[Texte]:
+ + + +
BILLET 2008 – Une improbable apothéose universitaire posthume… Jean Jaurès et l’Université de Toulouse.

Mémoire en stock à la Faculté des lettres. Une improbable apothéose universitaire posthume… Jean Jaurès et l’Université de Toulouse.

Philippe Delvit – Mission Archives UT1 – 2008

Déjà acteur puissant dans la vie politique nationale et locale, député du Tarn, maire-adjoint de Toulouse, ce qui lui valut de représenter cette institution à l’inauguration de la nouvelle Faculté des lettres, le 17 novembre 1892, Jean Jaurès ne passa guère que cinq ans dans ces fonctions académiques.[1]

Son assassinat, le 31 juillet 1914, l’acquittement-scandaleux même en ne considérant que le seul droit-de son assassin en 1919, le transfert de ses cendres au Panthéon le 23 novembre 1924, font de lui, à peine mort, un enjeu de mémoire.

A gauche, le pacifisme, l’hostilité autant à la guerre qu’au capitalisme, « Le capitalisme porte en lui la guerre, comme la nuée l’orage » ; plus tard (mais les morts ne parlent plus pour approuver ou dénier), la revendication du patronage de Jaurès, non sans raison fondatrice par un journal comme L’Humanité, ou par des hommes comme François Mitterrand, et tant d’autres.

A droite, la longue détestation du tribun étincelant, capable de bouleverser la Chambre et les députés ; l’hostilité au militant, celui qui avait fait du socialisme une option politique redoutable, sinon crédible, en créant la SFIO en 1905, et celui qui avait lutté contre la loi des Trois ans, perçue par la mouvance nationaliste comme l’antidote au déclin démographique de la France, face aux troupes mises en ligne par l’armée allemande. [2]

Après l’affrontement parisien qui a accompagné la cérémonie au Panthéon, et les trois manifestations organisées à l’occasion (l’officielle, organisée donc par le gouvernement du Cartel des gauches ; celle de la SFIC, le PC n’ayant pas été admis dans le cortège précédent ; celle de la droite nationaliste, très hostile bien sûr), toutes les facettes de ce culte pour Jaurès peuvent être relevées, avec une variété et une abondance qui défie l’inventaire exhaustif.
+ + + +
[Extraits de lignes]:
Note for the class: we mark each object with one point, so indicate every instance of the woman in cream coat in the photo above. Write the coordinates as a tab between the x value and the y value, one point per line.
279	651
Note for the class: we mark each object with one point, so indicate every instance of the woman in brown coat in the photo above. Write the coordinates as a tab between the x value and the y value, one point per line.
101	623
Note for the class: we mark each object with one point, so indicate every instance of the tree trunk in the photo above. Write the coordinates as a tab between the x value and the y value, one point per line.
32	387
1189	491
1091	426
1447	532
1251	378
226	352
+ + + +
[Consignes]:
1. Selon le texte sur Jean Jaurès, quelles manifestations ont été organisées à l'occasion de la cérémonie au Panthéon ?
2. D'après le texte sur Jean Jaurès, à quelle date ses cendres ont-elles été transférées au Panthéon ?
3. Prolongez le texte sur Jean Jaurès et l'Université de Toulouse à partir de sa dernière phrase.

[Résultats finaux]:
1.
- L'officielle, organisée par le gouvernement du Cartel des gauches
- Celle de la SFIC
- Celle de la droite nationaliste

2. Le 23 novembre 1924.

3.
Le chant, Jacques Brel, magnifiquement, Pourquoi ont-ils tué Jaurès ? (1977). Le film,  Jean-Baptiste Bellsoleil, Ils ont tué Jaurès (1963). [3] Le spectacle, évocation et mise scène à grande échelle, Ils ont tué Jaurès, pour le 80e anniversaire de sa mort, manifestation montée à Carmaux, sur le site de la Découverte et en plein air : charbon, mémoire, mineurs, militants, spectateurs par milliers.[4] Partout en France, les statues, les bustes, les places, les rues, les avenues, les collèges, les lycées, les musées, le Centre national Jean Jaurès à Castres, la Fondation Jean Jaurès à Paris : profusion de la mémoire. [5] A Toulouse même, une grande artère de la ville (par proximité et plus tard la station de métro qui s’ouvre à l’une de ses extrémités) ; un monument, à quelques mètres du Capitole où Jaurès a siégé ; une plaque apposée sur la maison dont il occupa un appartement, célèbrent l’homme, à côté d’autres témoignages.[6]

Cette mémoire, Rémy Pech,  président de l’Université de Toulouse-le-Mirail, voulut l’honorer en donnant le nom de Jean Jaurès à l’institution qu’il dirigeait, après en avoir été élu président.[7]  Malgré les efforts déployés pendant son mandat, qu’il plaçait volontiers sous la mémoire des révoltés du Midi, les vignerons de  1907, il ne put concrétiser ce souhait et, presque, ce vœu, des dossiers absolument prioritaires ne lui permettant pas d’instruire cette dédicace comme il le fallait. Jaurès était pourtant déjà présent au sein de cette université, au moins en buste et par le tirage photographique de très grand format qui accueillait les étudiants dans les locaux albigeois de l’Université Toulouse le-Mirail. [8] Ce désir de mémoire était-il si isolé dans le contexte universitaire toulousain?

Jean Jaurès fréquenta deux des institutions de l’Université de Toulouse, telle qu’elle existait à la fin du XIXe siècle. Son appartenance au corps professoral de la Faculté des lettres est l’évidence. Il passa aussi, comme étudiant, sur les bancs de la Faculté de droit de Toulouse. La chose était connue, même si le professeur à la toute voisine Faculté des lettres a seulement pris les trois inscriptions réglementaires de l’année 1892. [9] L’essentiel n’est pas là, on se doute bien que la Faculté de droit de jadis n’a pas fêté beaucoup le tribun, ni l’universitaire, ni l’homme.[10]

Et la Faculté des lettres ?

Rien n’est écrit dans les registres solennels destinés à enregistrer la vie de la Faculté, qui puisse permettre d’imaginer une quelconque motion, prise de position, phrase de mémoire, geste de souvenir en direction de l’ancien collègue assassiné à Paris le 31 juillet 1914, cela dans les semaines suivant immédiatement l’événement. Il est vrai que la guerre faucha de suite les jeunes hommes sortis de cette Faculté, comme elle avait, en quelque sorte, fauché Jaurès par anticipation.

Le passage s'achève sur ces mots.